Raw records:
● ● ● ● ●
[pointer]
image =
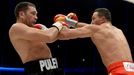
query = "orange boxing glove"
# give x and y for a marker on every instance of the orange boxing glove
(59, 17)
(62, 18)
(72, 16)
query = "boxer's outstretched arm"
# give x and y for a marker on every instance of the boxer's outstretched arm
(82, 32)
(34, 34)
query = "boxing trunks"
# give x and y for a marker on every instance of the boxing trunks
(121, 68)
(43, 67)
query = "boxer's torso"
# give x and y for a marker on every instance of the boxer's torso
(111, 44)
(29, 50)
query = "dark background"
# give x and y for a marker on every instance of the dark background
(78, 56)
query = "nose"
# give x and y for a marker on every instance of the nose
(36, 17)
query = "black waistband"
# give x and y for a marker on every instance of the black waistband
(41, 65)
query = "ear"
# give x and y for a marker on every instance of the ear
(21, 13)
(103, 19)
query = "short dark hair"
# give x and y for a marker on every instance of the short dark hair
(22, 6)
(104, 12)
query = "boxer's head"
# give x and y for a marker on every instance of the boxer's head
(26, 12)
(101, 15)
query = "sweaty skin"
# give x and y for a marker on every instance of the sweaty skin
(109, 40)
(29, 42)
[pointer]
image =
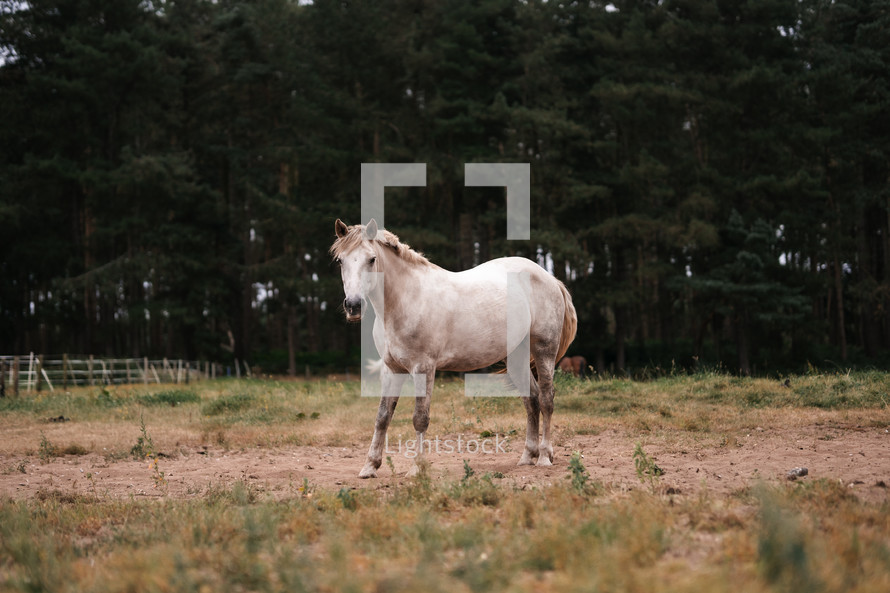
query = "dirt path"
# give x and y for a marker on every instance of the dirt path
(859, 457)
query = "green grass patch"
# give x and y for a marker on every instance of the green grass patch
(173, 397)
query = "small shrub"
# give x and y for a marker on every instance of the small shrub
(579, 474)
(175, 397)
(347, 498)
(227, 404)
(647, 470)
(46, 450)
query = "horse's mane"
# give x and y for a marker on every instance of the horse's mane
(356, 234)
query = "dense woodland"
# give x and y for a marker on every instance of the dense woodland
(711, 178)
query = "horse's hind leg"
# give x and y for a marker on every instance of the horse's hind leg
(391, 386)
(545, 399)
(533, 413)
(544, 353)
(423, 388)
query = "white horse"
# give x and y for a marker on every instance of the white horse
(436, 319)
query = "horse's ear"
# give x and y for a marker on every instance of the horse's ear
(371, 230)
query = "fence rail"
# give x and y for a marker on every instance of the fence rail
(34, 372)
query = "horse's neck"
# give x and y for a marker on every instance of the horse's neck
(398, 275)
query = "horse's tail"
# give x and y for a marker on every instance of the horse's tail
(569, 323)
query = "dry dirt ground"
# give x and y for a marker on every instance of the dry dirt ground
(858, 456)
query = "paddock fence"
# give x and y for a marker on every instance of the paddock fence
(31, 373)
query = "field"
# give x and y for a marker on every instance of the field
(674, 484)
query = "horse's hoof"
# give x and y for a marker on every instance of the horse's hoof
(527, 459)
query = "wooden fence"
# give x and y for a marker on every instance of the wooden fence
(35, 372)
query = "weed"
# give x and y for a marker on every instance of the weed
(468, 471)
(144, 446)
(174, 397)
(227, 404)
(46, 450)
(578, 472)
(782, 551)
(145, 449)
(347, 498)
(647, 470)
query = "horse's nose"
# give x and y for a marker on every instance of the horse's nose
(353, 306)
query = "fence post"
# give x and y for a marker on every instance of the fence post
(15, 375)
(37, 373)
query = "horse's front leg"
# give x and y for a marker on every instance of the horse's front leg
(423, 390)
(391, 385)
(533, 414)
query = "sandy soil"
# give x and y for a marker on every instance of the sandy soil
(857, 456)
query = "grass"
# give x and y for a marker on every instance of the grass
(467, 535)
(472, 533)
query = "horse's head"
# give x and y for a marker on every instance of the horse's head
(355, 253)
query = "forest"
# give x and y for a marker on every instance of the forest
(710, 178)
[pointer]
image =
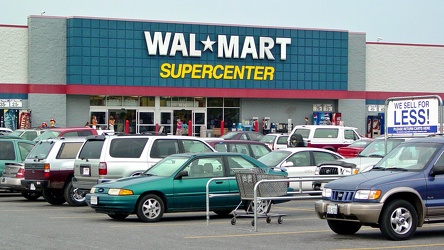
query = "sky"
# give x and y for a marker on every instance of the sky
(391, 21)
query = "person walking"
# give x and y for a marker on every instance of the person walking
(111, 122)
(179, 125)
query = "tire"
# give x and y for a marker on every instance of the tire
(73, 196)
(343, 227)
(150, 208)
(296, 140)
(398, 220)
(53, 196)
(222, 213)
(31, 196)
(118, 216)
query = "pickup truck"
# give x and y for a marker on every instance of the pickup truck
(49, 168)
(401, 192)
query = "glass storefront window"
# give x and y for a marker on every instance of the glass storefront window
(231, 115)
(114, 101)
(215, 102)
(231, 102)
(97, 100)
(130, 101)
(165, 101)
(199, 102)
(214, 116)
(147, 101)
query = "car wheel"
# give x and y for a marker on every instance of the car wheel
(150, 208)
(73, 196)
(31, 196)
(118, 216)
(398, 220)
(343, 227)
(53, 196)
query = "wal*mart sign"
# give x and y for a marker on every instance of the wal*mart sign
(413, 116)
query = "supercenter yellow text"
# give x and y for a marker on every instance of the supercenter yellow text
(226, 72)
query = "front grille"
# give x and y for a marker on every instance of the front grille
(344, 196)
(328, 170)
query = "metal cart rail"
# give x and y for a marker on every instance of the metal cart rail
(246, 180)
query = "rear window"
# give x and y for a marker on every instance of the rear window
(326, 133)
(304, 132)
(193, 146)
(91, 149)
(69, 150)
(7, 150)
(127, 147)
(41, 150)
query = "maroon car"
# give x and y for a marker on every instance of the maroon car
(254, 149)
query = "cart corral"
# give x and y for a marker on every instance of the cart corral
(267, 193)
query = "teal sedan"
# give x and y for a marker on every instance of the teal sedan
(175, 184)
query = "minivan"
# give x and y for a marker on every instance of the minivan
(104, 158)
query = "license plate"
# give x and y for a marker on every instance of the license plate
(332, 209)
(85, 171)
(94, 200)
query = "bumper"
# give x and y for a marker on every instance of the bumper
(112, 204)
(34, 185)
(86, 185)
(358, 212)
(10, 183)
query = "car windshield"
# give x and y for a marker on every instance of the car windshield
(268, 139)
(46, 135)
(229, 135)
(408, 157)
(274, 158)
(167, 166)
(376, 148)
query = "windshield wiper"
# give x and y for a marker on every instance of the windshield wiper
(376, 155)
(395, 168)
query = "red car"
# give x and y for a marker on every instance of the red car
(355, 148)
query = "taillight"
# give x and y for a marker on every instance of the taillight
(46, 170)
(103, 170)
(20, 173)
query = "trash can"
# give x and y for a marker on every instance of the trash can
(203, 131)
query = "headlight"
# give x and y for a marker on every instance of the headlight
(368, 194)
(326, 192)
(119, 191)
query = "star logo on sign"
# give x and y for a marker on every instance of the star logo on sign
(208, 44)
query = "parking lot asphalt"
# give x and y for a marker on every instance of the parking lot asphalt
(39, 225)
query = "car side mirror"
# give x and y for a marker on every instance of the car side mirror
(437, 170)
(287, 164)
(181, 174)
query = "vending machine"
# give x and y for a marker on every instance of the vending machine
(266, 125)
(336, 119)
(320, 118)
(375, 125)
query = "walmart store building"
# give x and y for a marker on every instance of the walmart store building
(151, 72)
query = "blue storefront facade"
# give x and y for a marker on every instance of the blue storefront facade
(152, 73)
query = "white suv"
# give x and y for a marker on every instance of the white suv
(323, 136)
(104, 158)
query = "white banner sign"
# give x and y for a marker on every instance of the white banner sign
(413, 116)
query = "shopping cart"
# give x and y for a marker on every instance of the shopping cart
(246, 180)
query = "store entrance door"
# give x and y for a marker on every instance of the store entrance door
(120, 116)
(184, 116)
● ● ● ● ●
What is being asked:
Copy out the records above in full, exactly as written, but not the pictures.

Exercise output:
[pointer]
image =
query = "orange boxing glove"
# give x and y for a marker on every instance of the orange boxing glove
(59, 17)
(62, 18)
(72, 16)
query = "boxer's outstretched arm"
# give x and y for a marker on every instance of the boxer's outstretched arm
(82, 32)
(34, 34)
query = "boxing trunks"
# give x and y for a marker on every instance of the boxing trunks
(121, 68)
(43, 67)
query = "boxer's torso"
# give x and y for a marker on every instance of the boxer's torso
(111, 44)
(29, 50)
query = "dark background"
# give x and y for a marker on every instance of the dark background
(78, 56)
query = "nose"
# give x and y for a marker on every instance of the nose
(36, 17)
query = "black waistband"
# give x and y for a marker on every instance of the black waistband
(41, 65)
query = "ear"
# give x and y for a marker on every instance of the ear
(21, 13)
(103, 19)
query = "short dark hair"
# give x and y for a marker on every instance of the short dark hair
(22, 6)
(104, 12)
query = "boxer's head"
# give x and y for a marker on every instance of the boxer's head
(26, 12)
(101, 15)
query = "sweaty skin"
# give x and y for a marker on every instance of the sweaty skin
(109, 40)
(29, 42)
[pointer]
image =
query = "dirt path"
# give x and y for a marker on every instance of the dirt path
(859, 457)
query = "green grass patch"
# give x and y for a marker on every instance of the green grass patch
(173, 397)
query = "small shrub"
# give x and y for a marker on every instance of the small shrub
(579, 474)
(175, 397)
(347, 498)
(227, 404)
(647, 470)
(46, 450)
query = "horse's mane"
# give x and y for a marker on every instance of the horse's mane
(356, 234)
query = "dense woodland"
# give x and y for a marker on every instance of the dense woodland
(711, 178)
query = "horse's hind leg"
# give x and y for a marker on every instance of the horse's hind leg
(391, 386)
(545, 399)
(533, 413)
(544, 353)
(423, 388)
query = "white horse"
# give x and y for a marker on every instance of the white horse
(436, 319)
query = "horse's ear"
# give x and y for a marker on every instance of the horse's ear
(371, 230)
query = "fence rail"
# give x and y for a marker on every instance of the fence rail
(34, 372)
query = "horse's neck"
# give x and y for a marker on every instance of the horse's neck
(398, 275)
query = "horse's tail"
# give x and y for a marker on every instance of the horse's tail
(569, 323)
query = "dry dirt ground"
# give x and y for a marker on every instance of the dry dirt ground
(858, 456)
query = "paddock fence"
# give x and y for a marker on every instance of the paddock fence
(31, 373)
query = "field"
# give x and y for a marker on every instance of the field
(674, 484)
query = "horse's hoof"
# give x and y for a marker on every instance of the horse's hoof
(527, 459)
query = "wooden fence"
# give x and y for a marker on every instance of the wooden fence
(35, 372)
query = "weed"
# give x and y for a marker on every instance of the weed
(468, 471)
(144, 446)
(174, 397)
(227, 404)
(46, 450)
(578, 472)
(782, 551)
(145, 449)
(347, 498)
(647, 470)
query = "horse's nose"
# give x and y for a marker on every instance of the horse's nose
(353, 306)
query = "fence post"
# give x and y for a marker on every instance of the fence post
(15, 375)
(37, 373)
query = "horse's front leg"
# give x and y for a marker on every instance of the horse's front leg
(423, 390)
(391, 385)
(533, 414)
query = "sandy soil"
# give x and y for a marker on every instance of the sandy soil
(857, 456)
query = "grass"
# give x and y for a marker on every instance of the grass
(467, 535)
(472, 533)
query = "horse's head"
# give x and y for a marker on every instance of the horse's head
(355, 253)
query = "forest"
# give x and y for a marker on every instance of the forest
(710, 178)
[pointer]
image =
query = "sky"
# give x and y for a marker on every instance of the sky
(391, 21)
query = "person walking"
# give x and y for a marker on every instance of the person walking
(111, 122)
(179, 125)
query = "tire"
# give x and y for a marker on every instance of the tire
(73, 196)
(343, 227)
(150, 208)
(296, 140)
(398, 220)
(53, 196)
(222, 213)
(31, 196)
(118, 216)
query = "pickup truck"
# give x and y for a marker on every instance of the pickup truck
(49, 168)
(401, 192)
query = "glass storefront window"
# give x and y for a marker on every instance of the glass storefront window
(231, 115)
(114, 101)
(215, 102)
(231, 102)
(97, 100)
(130, 101)
(165, 101)
(199, 102)
(214, 116)
(147, 101)
query = "car wheel"
# give x and y for a marker on every instance of the car wheel
(150, 208)
(73, 196)
(31, 196)
(118, 216)
(398, 220)
(343, 227)
(53, 196)
query = "wal*mart sign"
# give x and y for a marker on every instance of the wal*mart sign
(413, 116)
query = "supercenter yellow text"
# give x and y for a marker on every instance of the supercenter yellow text
(226, 72)
query = "front grille"
# give x and y for a marker on every instance of the front grille
(344, 196)
(328, 170)
query = "metal cart rail"
# give x and y for a marker on every instance of the metal cart rail
(246, 180)
query = "rear window"
# give x and y for a marker on every instance of the rear window
(326, 133)
(304, 132)
(193, 146)
(91, 149)
(69, 150)
(7, 150)
(127, 147)
(41, 150)
query = "maroon car"
# give x and y for a marker on every instance of the maroon car
(254, 149)
query = "cart corral"
# give x and y for a marker on every instance of the cart corral
(267, 193)
query = "teal sedan"
# give x and y for a marker on every instance of the teal sedan
(175, 184)
query = "minivan"
# give x and y for a marker on every instance of the minivan
(104, 158)
query = "license plate"
# give x and y for a marker on every instance of the license plate
(332, 209)
(85, 171)
(94, 200)
query = "bumper"
# give x and y for a marker on every instance of the bumper
(112, 204)
(34, 185)
(86, 185)
(358, 212)
(10, 183)
query = "car windshield"
# give x and y for a marker on every instance of the car windshield
(268, 139)
(46, 135)
(229, 135)
(408, 157)
(274, 158)
(167, 166)
(376, 148)
query = "windshield wiper"
# give x and y for a marker on every instance of the windshield wiper
(376, 155)
(395, 168)
query = "red car"
# give x and y for a marker on every instance of the red car
(355, 148)
query = "taillight"
# give x and y for a marker on every instance of the taillight
(46, 170)
(103, 170)
(20, 173)
query = "trash can"
# give x and y for a marker on every instance of the trash can
(203, 131)
query = "headlight"
# give x and y for a marker on every instance of the headlight
(368, 194)
(326, 192)
(119, 191)
query = "star logo on sign"
# give x and y for a marker on every instance of the star logo on sign
(208, 44)
query = "parking lot asphalt"
# give x and y for a marker on every instance of the parking lot asphalt
(39, 225)
query = "car side mirror"
# give x and y for a marker on every instance of the car side mirror
(437, 170)
(287, 164)
(181, 174)
query = "vending machine"
# give x and y for a marker on every instance of the vending machine
(266, 125)
(336, 119)
(320, 118)
(375, 125)
query = "walmart store building"
# give x and y for a marker on every instance of the walmart store building
(151, 72)
query = "blue storefront facade"
# give x and y for a marker on every instance of the blue storefront facade
(152, 73)
query = "white suv"
# give x and y for a marker on every instance of the white suv
(323, 136)
(104, 158)
query = "white banner sign"
# give x and y for a marker on every instance of the white banner sign
(413, 116)
query = "shopping cart"
# give x and y for a marker on every instance of the shopping cart
(246, 180)
query = "store entrance door"
# give x and y for a marker on every instance of the store entrance door
(120, 116)
(184, 116)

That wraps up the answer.